Instructions to follow:
Reproduce only the lines from the line containing "truck door -> outlines" to the end of the entries below, including both of those lines.

Extracted records
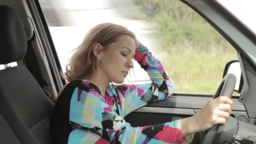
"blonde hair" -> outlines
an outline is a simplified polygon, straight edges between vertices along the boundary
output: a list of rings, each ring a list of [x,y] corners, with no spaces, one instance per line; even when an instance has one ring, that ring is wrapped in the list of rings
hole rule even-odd
[[[65,76],[68,82],[89,78],[95,72],[97,60],[92,50],[94,44],[99,43],[107,48],[108,45],[116,42],[123,35],[135,38],[134,34],[126,27],[110,23],[101,24],[91,29],[75,49],[66,67]]]

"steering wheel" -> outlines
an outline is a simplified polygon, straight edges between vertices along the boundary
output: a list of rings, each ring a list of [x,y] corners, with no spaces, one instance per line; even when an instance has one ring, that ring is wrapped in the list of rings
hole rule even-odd
[[[213,99],[217,98],[220,96],[226,96],[231,99],[236,82],[236,78],[235,75],[232,74],[227,74],[223,78]],[[205,131],[204,135],[200,141],[200,144],[212,144],[219,127],[219,125],[216,125]]]

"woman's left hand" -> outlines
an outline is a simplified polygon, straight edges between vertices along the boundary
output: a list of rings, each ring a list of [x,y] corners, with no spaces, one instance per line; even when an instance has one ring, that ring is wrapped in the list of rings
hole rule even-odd
[[[135,42],[135,45],[136,45],[136,48],[139,48],[139,46],[140,43],[139,41],[138,40],[138,39],[136,38],[134,39],[134,41]]]

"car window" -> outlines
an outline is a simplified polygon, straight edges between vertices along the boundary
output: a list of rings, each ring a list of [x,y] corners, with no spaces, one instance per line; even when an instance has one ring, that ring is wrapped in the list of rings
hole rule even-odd
[[[39,1],[64,72],[72,50],[91,28],[103,22],[120,24],[133,32],[162,62],[175,83],[176,93],[214,94],[226,64],[238,59],[236,50],[226,40],[178,0]],[[54,14],[48,14],[49,11]],[[134,64],[125,83],[150,82],[147,73]]]
[[[7,64],[8,67],[13,67],[17,66],[16,62],[13,62]],[[5,68],[5,67],[4,64],[0,64],[0,70],[4,69]]]

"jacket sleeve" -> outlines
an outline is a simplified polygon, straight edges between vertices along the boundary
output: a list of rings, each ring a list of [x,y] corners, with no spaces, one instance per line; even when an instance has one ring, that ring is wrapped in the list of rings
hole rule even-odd
[[[117,88],[123,91],[124,116],[153,101],[163,100],[174,92],[175,85],[161,62],[141,43],[135,51],[134,59],[145,70],[152,83],[139,85],[122,84]]]
[[[101,96],[78,88],[75,90],[70,112],[70,124],[74,129],[94,133],[99,136],[97,141],[104,139],[111,143],[164,144],[185,141],[181,131],[180,120],[158,125],[133,127]],[[87,141],[85,141],[88,136],[87,134],[81,139]]]

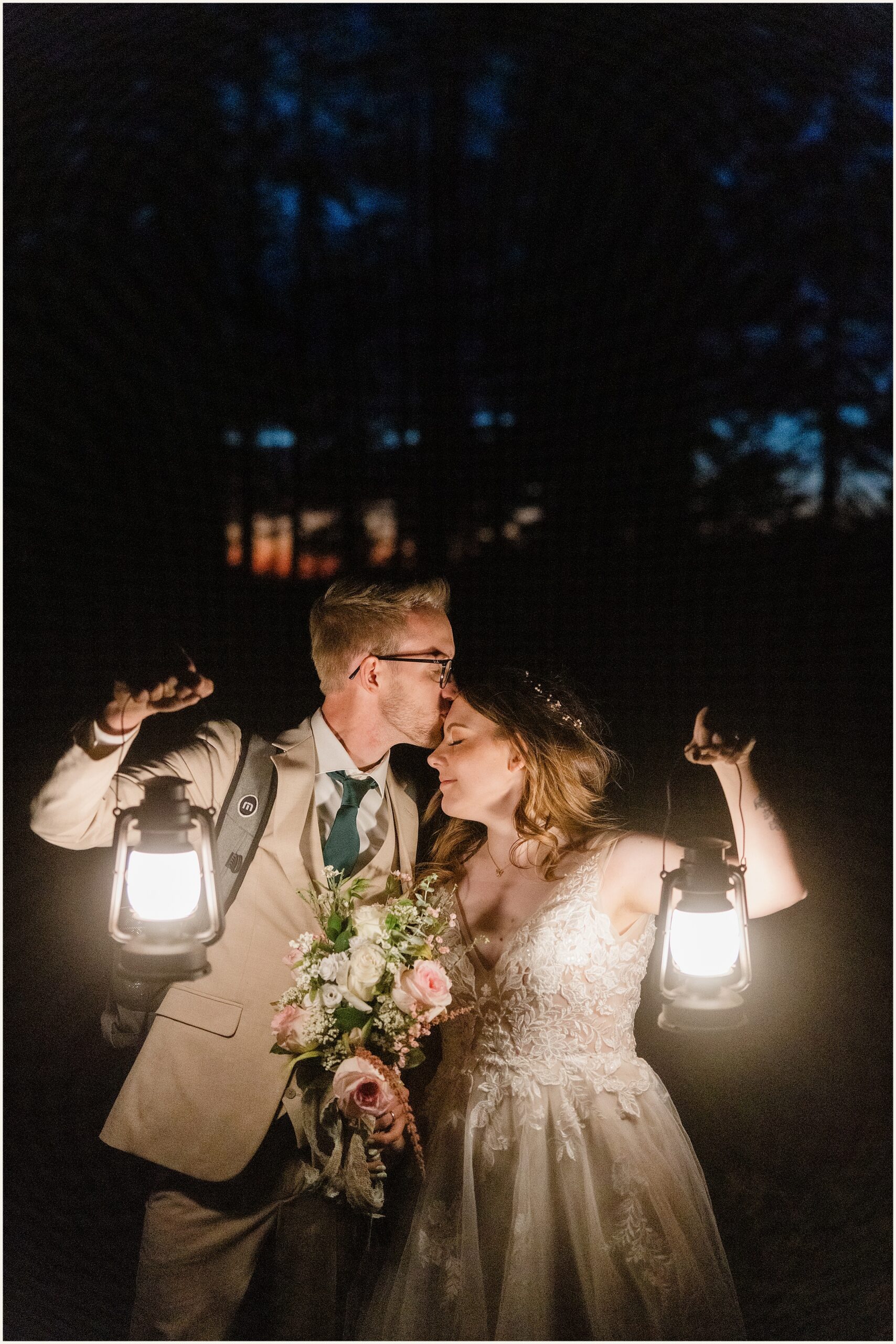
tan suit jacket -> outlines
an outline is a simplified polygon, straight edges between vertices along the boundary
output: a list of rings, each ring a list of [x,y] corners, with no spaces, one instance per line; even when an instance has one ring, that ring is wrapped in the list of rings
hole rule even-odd
[[[101,1134],[113,1148],[201,1180],[242,1171],[278,1111],[289,1059],[270,1054],[271,1004],[290,984],[282,961],[289,939],[317,929],[297,895],[310,876],[322,879],[324,867],[310,720],[282,734],[277,746],[274,808],[224,934],[208,949],[211,974],[171,986]],[[188,781],[192,802],[220,806],[239,747],[235,723],[207,723],[183,751],[124,770],[118,802],[140,802],[141,781],[150,775],[177,774]],[[32,802],[32,829],[70,849],[111,844],[120,755],[93,759],[73,746]],[[396,863],[403,871],[414,863],[416,806],[391,769],[386,796],[386,841],[359,875],[384,878]]]

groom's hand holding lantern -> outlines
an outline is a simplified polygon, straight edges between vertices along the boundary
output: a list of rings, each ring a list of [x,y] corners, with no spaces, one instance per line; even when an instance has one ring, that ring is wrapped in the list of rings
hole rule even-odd
[[[138,728],[153,714],[172,714],[187,710],[211,695],[215,683],[196,671],[193,660],[184,655],[184,667],[152,685],[134,689],[126,681],[116,681],[111,700],[97,719],[103,732],[125,734]]]

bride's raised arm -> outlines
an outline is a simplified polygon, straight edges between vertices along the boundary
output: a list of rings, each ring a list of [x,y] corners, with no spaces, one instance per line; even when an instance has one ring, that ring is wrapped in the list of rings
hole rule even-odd
[[[802,900],[806,891],[794,867],[787,836],[771,805],[759,792],[752,773],[750,753],[754,742],[743,746],[739,741],[725,742],[717,732],[711,735],[705,723],[707,714],[708,708],[703,708],[697,715],[685,755],[695,765],[711,766],[724,790],[735,836],[739,844],[744,844],[747,855],[750,918],[771,915]],[[666,841],[666,868],[677,868],[682,853],[681,845]],[[618,909],[657,914],[661,867],[662,840],[658,836],[625,836],[607,867],[607,896],[613,892]]]

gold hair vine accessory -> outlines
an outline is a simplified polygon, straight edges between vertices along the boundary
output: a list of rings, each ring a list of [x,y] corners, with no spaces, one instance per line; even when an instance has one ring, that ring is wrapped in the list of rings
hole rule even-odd
[[[548,710],[556,714],[562,723],[571,723],[574,728],[578,728],[579,732],[582,731],[582,719],[574,719],[571,714],[564,714],[563,703],[557,700],[555,695],[551,695],[549,691],[543,691],[541,687],[532,680],[528,672],[524,672],[523,676],[527,679],[536,695],[540,695],[543,700],[547,700]]]

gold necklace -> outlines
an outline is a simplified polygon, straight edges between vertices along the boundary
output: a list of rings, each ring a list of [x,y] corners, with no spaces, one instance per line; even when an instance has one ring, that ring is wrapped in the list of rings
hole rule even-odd
[[[494,855],[489,849],[489,841],[488,840],[485,841],[485,848],[486,848],[489,859],[492,860],[492,863],[494,863]],[[497,863],[494,863],[494,871],[497,872],[498,878],[504,876],[505,868],[506,868],[506,864],[504,864],[504,868],[498,868]]]

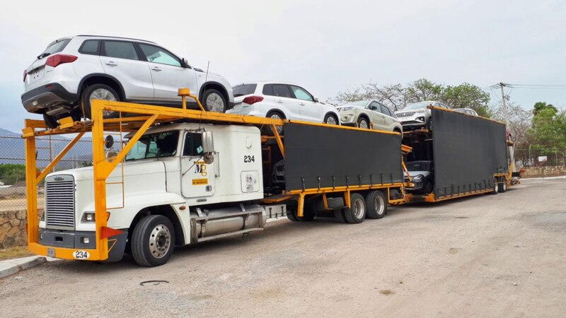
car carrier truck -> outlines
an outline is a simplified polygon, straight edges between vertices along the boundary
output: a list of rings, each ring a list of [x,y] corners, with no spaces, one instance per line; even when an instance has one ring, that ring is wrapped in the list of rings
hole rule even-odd
[[[359,223],[405,200],[402,157],[409,148],[398,133],[190,110],[186,98],[198,100],[179,93],[183,108],[95,100],[91,121],[67,117],[46,129],[26,120],[31,252],[109,261],[129,253],[155,266],[175,246],[262,230],[269,217],[308,221],[330,213]],[[120,116],[106,119],[105,111]],[[270,136],[260,132],[266,127]],[[93,166],[50,172],[86,133]],[[35,139],[57,134],[75,136],[38,172]],[[108,155],[114,136],[120,149]],[[273,178],[277,171],[284,171],[282,182]]]
[[[407,131],[403,143],[412,148],[407,165],[429,165],[421,191],[407,189],[406,201],[435,202],[482,193],[504,192],[518,182],[513,171],[512,143],[505,124],[450,110],[429,107],[431,130]],[[510,155],[510,154],[512,155]],[[415,184],[419,175],[412,174]],[[407,176],[407,174],[405,175]]]

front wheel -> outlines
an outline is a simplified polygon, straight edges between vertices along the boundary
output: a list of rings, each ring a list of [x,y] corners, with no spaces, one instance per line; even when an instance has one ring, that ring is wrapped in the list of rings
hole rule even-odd
[[[324,117],[324,123],[329,125],[337,125],[338,119],[333,114],[327,114],[326,116]]]
[[[226,112],[228,105],[222,93],[212,88],[204,90],[200,102],[205,110],[214,112]]]
[[[175,229],[163,216],[149,216],[137,223],[132,234],[132,255],[142,266],[167,262],[175,249]]]

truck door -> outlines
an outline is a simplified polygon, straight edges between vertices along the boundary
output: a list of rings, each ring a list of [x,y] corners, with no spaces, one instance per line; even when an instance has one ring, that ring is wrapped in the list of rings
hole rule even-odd
[[[185,132],[181,156],[181,192],[185,198],[211,196],[216,190],[214,163],[204,161],[203,151],[202,134]]]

Problem solution:
truck door -> outlines
an outline is a simplified polygon, straight edges between vertices along the boundary
output: a list of rings, each ring a list of [x,y] corners, with no spaces, one instance per line; even when an instance has one ring, that ring is wrapped in the list of rings
hole rule even-odd
[[[185,132],[181,156],[181,192],[185,198],[211,196],[216,190],[214,163],[204,161],[203,151],[202,134]]]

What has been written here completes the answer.